Tasks to carry out →
- A) In the forum thread, translate this sentence into Spanish: "Evidently the filter being clogged decreases the fluid going to the torque converter causing it not to work properly."
- B) List each distinct username that heads a post in the forum thread.
- C) Reproduce the stretch of the forum thread from "Idle in gear" through "the very least.", word for word.

Supplied passage →
·····
I HAVE A 1996 infinity I 30 with 270000 miles on it. I did EVERYTHING, nothing worked. Thought it was the timing chain, Bought an engine from Japan. Still Does It. It seems like it is getting the wrong signal from the ECM with the low engine speed while in gear. There is a rotation sensor on the transmission that may not be working properly that gives a bad signal to the ECM. That is my latest theory.


----------



## cngarch (Sep 5, 2018)

I HAVE A 1996 infinity I 30 with 270000 miles on it. I did EVERYTHING, nothing worked. Thought it was the timing chain, Bought an engine from Japan. Still Does It. It seems like it is getting the wrong signal from the ECM with the low engine speed while in gear. There is a rotation sensor on the transmission that may not be working properly that gives a bad signal to the ECM. That is my latest theory.


----------



## steveX (Dec 20, 2019)

Its most likely a mass air flow sensor problem. The ECU don't always detect code cause by the mag instead it focus on live event code. Misfire on coil and injector are also cause by maf sensor and not the coil or injector faulty components. The MAF sensor might be the cure.


----------



## cngarch (Sep 5, 2018)

cngarch said:


> I HAVE A 1996 infinity I 30 with 270000 miles on it. I did EVERYTHING, nothing worked. Thought it was the timing chain, Bought an engine from Japan. Still Does It. It seems like it is getting the wrong signal from the ECM with the low engine speed while in gear. There is a rotation sensor on the transmission that may not be working properly that gives a bad signal to the ECM. That is my latest theory.


*Update*
I FINNALY FIXED IT.
I had changed the transmission fluid every 50000 miles via Jiffy lube. BUT I never changed the filter. After ordering a filter $12.00 and $38.00 of synthetic fluid I took the transmission pan off and found a1/2 mm (probably aluminum oxidation) of very fine greasy black dirt in the bottom of the pan. Very little on the magnets and a filter with a layer of dirt (probably aluminum) in the filter. Change it and cleaned the pan.
Idle in gear problem went away. Evidently the filter being clogged decreases the fluid going to the torque converter causing it not to work properly.
Thank you Scotty Kilmer.


----------



## smj999smj (Jan 1, 2006)

A clogged filter, or in your case, a screen, would keep fluid from getting to the oil pump inside the trans. There shouldn't be any dirt inside of an automatic transmission as it is a sealed unit. What I suspect you may have been looking at was clutch lining debris. If I clutch pack is coming apart, which would clog a filter screen, then your transmission may be showing signs that it is on the way out and a rebuild (or replacement unit) is in the not-so-far-off future. It's something to be mindful of at the very least.


----------
·····
Source data →
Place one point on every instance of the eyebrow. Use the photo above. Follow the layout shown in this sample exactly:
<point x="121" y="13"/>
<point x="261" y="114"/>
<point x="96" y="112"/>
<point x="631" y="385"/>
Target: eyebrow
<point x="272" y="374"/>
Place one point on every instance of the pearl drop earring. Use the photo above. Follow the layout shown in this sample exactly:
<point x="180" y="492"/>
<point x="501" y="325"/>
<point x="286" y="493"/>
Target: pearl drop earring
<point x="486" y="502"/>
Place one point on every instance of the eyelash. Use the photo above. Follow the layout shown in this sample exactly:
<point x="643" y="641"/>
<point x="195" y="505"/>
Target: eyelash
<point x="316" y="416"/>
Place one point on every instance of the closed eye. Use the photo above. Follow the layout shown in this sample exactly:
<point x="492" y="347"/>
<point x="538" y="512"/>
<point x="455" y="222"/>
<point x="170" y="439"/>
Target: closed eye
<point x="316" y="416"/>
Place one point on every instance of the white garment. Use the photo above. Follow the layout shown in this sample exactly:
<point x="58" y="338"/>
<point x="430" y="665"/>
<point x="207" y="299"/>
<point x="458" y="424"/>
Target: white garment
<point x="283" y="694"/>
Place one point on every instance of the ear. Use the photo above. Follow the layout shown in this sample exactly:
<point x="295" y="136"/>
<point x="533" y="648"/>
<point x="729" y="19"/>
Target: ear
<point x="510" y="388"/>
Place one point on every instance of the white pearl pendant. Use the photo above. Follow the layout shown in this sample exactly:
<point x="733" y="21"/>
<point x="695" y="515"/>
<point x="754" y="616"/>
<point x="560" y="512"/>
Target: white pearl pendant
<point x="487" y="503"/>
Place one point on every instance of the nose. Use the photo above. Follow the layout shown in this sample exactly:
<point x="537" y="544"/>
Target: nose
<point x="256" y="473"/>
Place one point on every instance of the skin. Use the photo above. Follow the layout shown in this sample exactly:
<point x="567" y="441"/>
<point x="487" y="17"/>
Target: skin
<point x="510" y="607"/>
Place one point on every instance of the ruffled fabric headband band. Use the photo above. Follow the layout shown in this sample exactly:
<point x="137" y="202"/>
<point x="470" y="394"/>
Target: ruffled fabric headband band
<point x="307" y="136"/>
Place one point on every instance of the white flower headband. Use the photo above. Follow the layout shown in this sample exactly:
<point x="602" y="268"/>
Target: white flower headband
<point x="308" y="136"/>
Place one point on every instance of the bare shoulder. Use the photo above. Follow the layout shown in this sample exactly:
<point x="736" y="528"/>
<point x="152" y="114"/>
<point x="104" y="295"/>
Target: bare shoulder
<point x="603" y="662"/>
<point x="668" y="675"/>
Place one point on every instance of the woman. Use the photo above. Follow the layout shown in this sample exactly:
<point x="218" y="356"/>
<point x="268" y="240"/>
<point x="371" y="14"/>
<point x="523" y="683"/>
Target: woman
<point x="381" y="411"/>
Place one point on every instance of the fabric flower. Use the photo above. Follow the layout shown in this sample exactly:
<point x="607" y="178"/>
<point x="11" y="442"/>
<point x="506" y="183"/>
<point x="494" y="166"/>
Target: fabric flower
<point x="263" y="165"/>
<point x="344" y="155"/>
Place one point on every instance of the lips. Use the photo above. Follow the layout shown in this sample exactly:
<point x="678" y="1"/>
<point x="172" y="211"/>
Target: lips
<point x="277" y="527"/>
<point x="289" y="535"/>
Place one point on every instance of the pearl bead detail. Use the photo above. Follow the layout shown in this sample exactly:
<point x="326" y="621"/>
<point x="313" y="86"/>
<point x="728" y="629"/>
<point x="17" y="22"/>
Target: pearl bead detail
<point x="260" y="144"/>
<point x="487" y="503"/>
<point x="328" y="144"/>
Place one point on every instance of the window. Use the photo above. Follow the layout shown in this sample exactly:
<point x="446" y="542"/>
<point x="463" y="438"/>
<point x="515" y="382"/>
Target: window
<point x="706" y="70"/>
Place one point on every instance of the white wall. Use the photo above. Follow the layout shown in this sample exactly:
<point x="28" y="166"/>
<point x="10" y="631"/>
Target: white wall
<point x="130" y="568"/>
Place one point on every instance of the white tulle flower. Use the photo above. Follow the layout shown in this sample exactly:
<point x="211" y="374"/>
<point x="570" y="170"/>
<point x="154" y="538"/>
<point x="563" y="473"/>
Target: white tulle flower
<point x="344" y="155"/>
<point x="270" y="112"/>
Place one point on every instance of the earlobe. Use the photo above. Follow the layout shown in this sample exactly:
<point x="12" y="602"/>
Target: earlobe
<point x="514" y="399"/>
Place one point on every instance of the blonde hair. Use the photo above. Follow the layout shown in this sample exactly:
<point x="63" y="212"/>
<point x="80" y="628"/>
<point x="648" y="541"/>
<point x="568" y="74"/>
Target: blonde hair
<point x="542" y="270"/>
·····
Answers for this exercise →
- A) Evidentemente, el filtro obstruido reduce el fluido que llega al convertidor de par, lo que hace que no funcione correctamente.

- B)
cngarch
steveX
smj999smj

- C)
Idle in gear problem went away. Evidently the filter being clogged decreases the fluid going to the torque converter causing it not to work properly.
Thank you Scotty Kilmer.


----------



## smj999smj (Jan 1, 2006)

A clogged filter, or in your case, a screen, would keep fluid from getting to the oil pump inside the trans. There shouldn't be any dirt inside of an automatic transmission as it is a sealed unit. What I suspect you may have been looking at was clutch lining debris. If I clutch pack is coming apart, which would clog a filter screen, then your transmission may be showing signs that it is on the way out and a rebuild (or replacement unit) is in the not-so-far-off future. It's something to be mindful of at the very least.